Records of labeled points:
######

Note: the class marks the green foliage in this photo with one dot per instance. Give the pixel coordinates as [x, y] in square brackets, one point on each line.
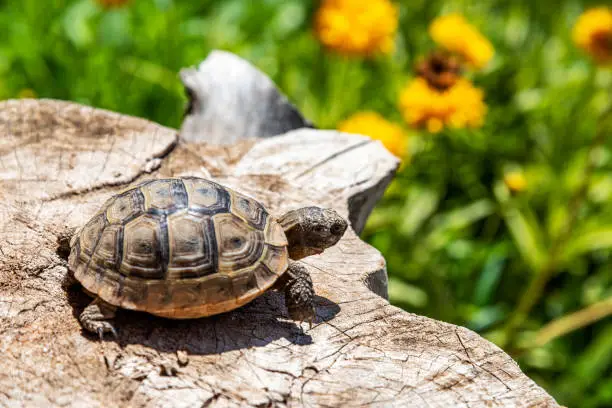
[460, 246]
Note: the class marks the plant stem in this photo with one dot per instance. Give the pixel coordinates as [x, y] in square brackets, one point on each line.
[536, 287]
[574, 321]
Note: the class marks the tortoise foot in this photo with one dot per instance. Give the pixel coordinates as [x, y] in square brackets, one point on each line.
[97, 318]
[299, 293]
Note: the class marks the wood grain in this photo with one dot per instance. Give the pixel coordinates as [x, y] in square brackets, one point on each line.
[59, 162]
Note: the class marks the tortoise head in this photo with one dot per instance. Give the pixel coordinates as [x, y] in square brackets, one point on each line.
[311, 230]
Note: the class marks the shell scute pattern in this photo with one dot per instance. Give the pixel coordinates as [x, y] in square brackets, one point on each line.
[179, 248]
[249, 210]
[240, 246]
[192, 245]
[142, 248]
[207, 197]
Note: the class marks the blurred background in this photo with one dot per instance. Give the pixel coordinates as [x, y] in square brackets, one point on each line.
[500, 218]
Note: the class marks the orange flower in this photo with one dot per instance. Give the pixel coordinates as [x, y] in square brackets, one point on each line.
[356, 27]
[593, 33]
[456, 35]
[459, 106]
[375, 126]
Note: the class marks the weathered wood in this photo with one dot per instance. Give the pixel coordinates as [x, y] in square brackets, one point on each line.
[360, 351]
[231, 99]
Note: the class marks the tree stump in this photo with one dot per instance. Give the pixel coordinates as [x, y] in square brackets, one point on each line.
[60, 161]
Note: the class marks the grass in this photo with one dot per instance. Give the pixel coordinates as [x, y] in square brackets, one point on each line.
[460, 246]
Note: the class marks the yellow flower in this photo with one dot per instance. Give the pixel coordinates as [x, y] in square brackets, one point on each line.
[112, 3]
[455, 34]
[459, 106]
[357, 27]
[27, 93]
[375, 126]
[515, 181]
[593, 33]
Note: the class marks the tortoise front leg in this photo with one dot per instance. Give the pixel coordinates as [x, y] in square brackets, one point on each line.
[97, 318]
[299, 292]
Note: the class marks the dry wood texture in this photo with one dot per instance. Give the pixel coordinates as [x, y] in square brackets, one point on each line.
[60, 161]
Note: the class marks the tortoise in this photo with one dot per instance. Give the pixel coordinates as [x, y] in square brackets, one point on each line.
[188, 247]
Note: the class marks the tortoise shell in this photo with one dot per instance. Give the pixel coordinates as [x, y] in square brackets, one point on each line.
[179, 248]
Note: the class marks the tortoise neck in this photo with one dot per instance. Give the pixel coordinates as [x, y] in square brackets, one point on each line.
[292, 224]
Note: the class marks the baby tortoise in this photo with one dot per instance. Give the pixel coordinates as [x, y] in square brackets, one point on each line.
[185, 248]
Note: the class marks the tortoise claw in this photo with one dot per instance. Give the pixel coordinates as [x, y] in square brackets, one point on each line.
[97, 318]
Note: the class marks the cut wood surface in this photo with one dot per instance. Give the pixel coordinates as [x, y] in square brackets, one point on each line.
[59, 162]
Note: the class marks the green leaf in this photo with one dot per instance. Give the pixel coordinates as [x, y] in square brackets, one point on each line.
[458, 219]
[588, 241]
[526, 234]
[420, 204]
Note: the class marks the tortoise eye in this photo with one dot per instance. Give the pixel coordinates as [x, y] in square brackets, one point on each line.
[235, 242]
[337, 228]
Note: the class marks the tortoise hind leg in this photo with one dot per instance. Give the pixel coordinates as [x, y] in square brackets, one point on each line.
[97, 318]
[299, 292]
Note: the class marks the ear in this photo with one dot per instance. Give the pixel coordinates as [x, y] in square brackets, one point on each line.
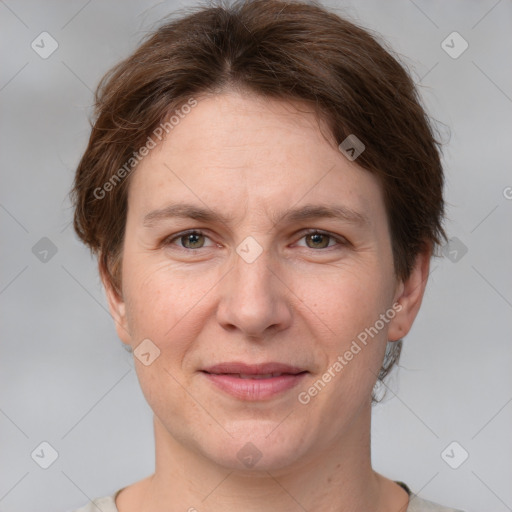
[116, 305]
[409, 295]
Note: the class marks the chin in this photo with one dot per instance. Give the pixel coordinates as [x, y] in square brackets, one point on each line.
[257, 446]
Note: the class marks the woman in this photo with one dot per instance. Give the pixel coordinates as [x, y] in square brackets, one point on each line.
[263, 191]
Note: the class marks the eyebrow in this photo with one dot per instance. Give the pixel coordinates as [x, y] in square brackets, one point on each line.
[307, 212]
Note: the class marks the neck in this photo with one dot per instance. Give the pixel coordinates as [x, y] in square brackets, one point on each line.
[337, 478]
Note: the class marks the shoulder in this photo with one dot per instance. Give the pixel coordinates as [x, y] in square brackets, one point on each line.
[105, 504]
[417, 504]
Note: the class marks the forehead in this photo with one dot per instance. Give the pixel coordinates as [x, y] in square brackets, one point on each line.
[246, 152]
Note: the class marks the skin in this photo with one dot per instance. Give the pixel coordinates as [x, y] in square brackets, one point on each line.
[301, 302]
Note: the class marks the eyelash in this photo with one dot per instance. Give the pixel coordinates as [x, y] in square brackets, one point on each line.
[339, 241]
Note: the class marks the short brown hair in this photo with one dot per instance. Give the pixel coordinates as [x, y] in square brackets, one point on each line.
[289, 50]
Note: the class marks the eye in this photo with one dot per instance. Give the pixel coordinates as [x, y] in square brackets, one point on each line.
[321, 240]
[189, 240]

######

Please edit the items above by replacing each "in this photo" with "in this image" and changing nothing else. Leave the pictures out of your answer.

— RESULT OF THE EXERCISE —
Note: the class marks the green foliage in this image with one dot per instance. Give the pixel coordinates as [x, y] in square brackets, one point on each line.
[460, 246]
Note: the class marks the plant stem in this image with one dot per instance. Give the pixel coordinates as [x, y] in square brackets, one point on each line.
[536, 287]
[574, 321]
Note: the class marks the tortoise foot in this image with one dot per instance. Give the pixel coordinates as [x, y] in square brackets, one point on each line.
[97, 318]
[299, 293]
Note: the class marks the wood grain in this image with one dot per instance. Give the pixel coordinates as [x, y] in square brackets, one point on each line.
[59, 162]
Note: the class marks the tortoise head in this image with one dot per instance. Give the pixel coordinates as [x, y] in square brackets, one point on each line.
[311, 230]
Note: the class marks the shell scute pattern in this image with one dot per instance. Give the pixel coordinates as [x, y] in square brackets, one point on each line.
[179, 248]
[249, 210]
[240, 246]
[192, 245]
[142, 248]
[207, 197]
Note: the class marks the blurred background in this image with one dot per instance. Give the pixel coordinates as [x, y] in square brackets, one point on each line.
[500, 218]
Note: the class marks the orange flower in this image with one dot per instance. Give the pixel coordinates as [x, y] in square brackets, one point on each line.
[356, 27]
[593, 33]
[456, 35]
[459, 106]
[375, 126]
Note: the class marks the weathered wood in this image with one dot per instance. Give the pixel coordinates as [x, y] in square brackets, one point on each line.
[360, 351]
[231, 99]
Note: the class marks the tree stump in this image with one dot per instance. Give the pixel coordinates as [x, y] in square brackets, one point on each line.
[60, 161]
Note: the class marks the grass in this image with one dot per instance. Give the pixel coordinates as [x, y] in square brackets, one point on each line.
[460, 246]
Note: the class marks the yellow flower in this image with one dot per instance. Give the pixel coordinates as [x, y] in square brackets, one point on each line.
[112, 3]
[455, 34]
[459, 106]
[357, 27]
[27, 93]
[375, 126]
[515, 181]
[593, 33]
Note: the class marks the tortoise front leg in this image with one dot per instance. Give the pixel coordinates as [x, y] in square brackets, one point on each line.
[97, 318]
[299, 292]
Note: the class marks the dry wood texture in this image with one dot per instance. Give the pixel coordinates as [x, y] in square brackets, one point on each line.
[60, 161]
Note: the class marks the tortoise in this image with one dot per instance. Give the pixel coordinates as [x, y] in square brackets, one point on each line.
[188, 247]
Note: the class marks the tortoise shell in this image with one dot per instance. Give the pixel coordinates as [x, y] in square brackets, one point on each line.
[179, 248]
Note: the class marks the tortoise neck in this image with one dot per instance. Give the pixel coordinates as [x, y] in square brackets, one point on each line.
[292, 224]
Note: the class marks the baby tortoise in this image with one dot per instance. Give the pixel coordinates as [x, y] in square brackets, one point on each line.
[185, 248]
Note: the class marks the tortoise claw in this image with one dot per instance. Give the pixel coordinates as [x, y] in square brackets, one point on each line.
[97, 318]
Note: the class marks the cut wood surface in this image with one dot per instance. Give the pixel coordinates as [x, y] in square brackets, one point on each line.
[59, 162]
Note: the class marks the green leaf in this image with one dot per instance. Give the pixel coordinates as [x, y] in square brackets, one point on each line.
[458, 219]
[588, 241]
[526, 234]
[420, 204]
Note: the class marks the tortoise eye in this image with one dot per instance. Give the pixel coordinates as [x, y] in square brackets, one point on each line.
[235, 242]
[337, 228]
Note: the class marks the tortoise hind leg in this image with one dot per instance. Give the pixel coordinates as [x, y] in square brackets, one point on each line.
[97, 318]
[299, 292]
Note: the class marks the ear in this image with one dot per instance. Give the pixel coordinates as [x, y] in square brackets, one point on each line.
[116, 305]
[409, 295]
Note: the class marks the chin in this image with one dot per instance. Give the pixel coordinates as [x, y] in square brackets, one point on each line.
[257, 446]
Note: the class marks the woman in this image with one dot per instance. Give the pixel coordinates as [x, y] in square brackets, one point on each line.
[263, 191]
Note: the class marks the eyebrow in this image with one dot per instance. Give the pixel coordinates as [x, y] in square brackets, one point on each line.
[307, 212]
Note: the class marks the neck in this image with one dot per instance. Give the pixel coordinates as [x, y] in square brackets, one point on each line.
[337, 478]
Note: the class marks the shoulder in this image with one dot per instance. Give the pixel coordinates as [x, y] in square brackets, one point on each line.
[105, 504]
[417, 504]
Note: the class marks the forehead in this image with one dot per instance. Give the pixel coordinates as [x, y] in square brackets, one point on each line.
[246, 152]
Note: the class marks the skin in this image with one dot per instance. Give the pixel coordinates as [x, y] in square brackets, one point on each line.
[301, 302]
Note: the class marks the eyelash in this image with one dot per instance. Give the pixel coordinates as [x, y] in square brackets, one point on each line.
[339, 241]
Note: the class marks the short brown hair in this image with one dot per instance. Give the pixel coordinates as [x, y] in square brackets, one point on each line.
[289, 50]
Note: the class marks the eye in this image with one dot per instance. Give the pixel coordinates as [x, y] in square brackets, one point on each line.
[321, 240]
[189, 240]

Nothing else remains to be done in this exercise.